Task brief: The expected output is the complete listing, copied exactly.

Given information:
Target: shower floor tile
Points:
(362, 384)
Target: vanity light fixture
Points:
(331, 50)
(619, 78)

Task answer:
Target: shower floor tile
Points:
(362, 384)
Target: vanity light fixture
Points:
(331, 50)
(619, 78)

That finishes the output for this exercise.